WORK TASK: The response should be the data again, identical in every line.

*** INPUT DATA ***

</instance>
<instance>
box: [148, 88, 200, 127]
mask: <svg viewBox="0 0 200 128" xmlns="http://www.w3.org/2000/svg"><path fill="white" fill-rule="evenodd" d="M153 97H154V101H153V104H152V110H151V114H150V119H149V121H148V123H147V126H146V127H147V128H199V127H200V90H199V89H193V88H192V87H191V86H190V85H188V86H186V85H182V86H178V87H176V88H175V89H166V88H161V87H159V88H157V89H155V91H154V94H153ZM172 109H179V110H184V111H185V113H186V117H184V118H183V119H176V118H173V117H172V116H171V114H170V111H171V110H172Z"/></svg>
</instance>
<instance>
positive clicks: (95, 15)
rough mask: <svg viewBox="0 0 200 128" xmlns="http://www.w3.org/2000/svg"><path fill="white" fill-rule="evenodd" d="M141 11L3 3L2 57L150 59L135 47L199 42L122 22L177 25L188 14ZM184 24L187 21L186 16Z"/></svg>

*** End of INPUT DATA ***

RESPONSE:
</instance>
<instance>
box: [148, 88, 200, 127]
mask: <svg viewBox="0 0 200 128" xmlns="http://www.w3.org/2000/svg"><path fill="white" fill-rule="evenodd" d="M153 97H154V101H153V104H152V110H151V114H150V119H149V121H148V123H147V126H146V127H147V128H199V127H200V90H199V89H193V88H192V87H191V86H190V85H188V86H186V85H182V86H178V87H176V88H175V89H166V88H161V87H159V88H157V89H155V91H154V94H153ZM172 109H179V110H184V111H185V113H186V117H184V118H183V119H176V118H173V117H172V116H171V114H170V111H171V110H172Z"/></svg>
</instance>
<instance>
positive clicks: (95, 15)
rough mask: <svg viewBox="0 0 200 128" xmlns="http://www.w3.org/2000/svg"><path fill="white" fill-rule="evenodd" d="M141 11L3 3L2 57L150 59L135 47L199 42L122 22L177 25L188 14ZM184 24L187 21L186 16Z"/></svg>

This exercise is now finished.